## Task material
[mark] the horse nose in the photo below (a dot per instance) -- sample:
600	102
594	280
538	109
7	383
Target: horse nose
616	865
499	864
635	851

## Required task
Present each line of the listing above as a Markdown table with the columns "Row" and "Text," numbering the rows in order and omitting any blank lines.

## Output of the task
| Row | Text |
|---|---|
| 1 | [mark] the horse nose in the photo below (a dot per instance) -- sample: |
| 2 | 600	102 |
| 3 | 594	280 |
| 4 | 538	109 |
| 5 | 7	383 |
| 6 | Target: horse nose |
| 7 | 616	865 |
| 8 | 499	864 |
| 9 | 635	851 |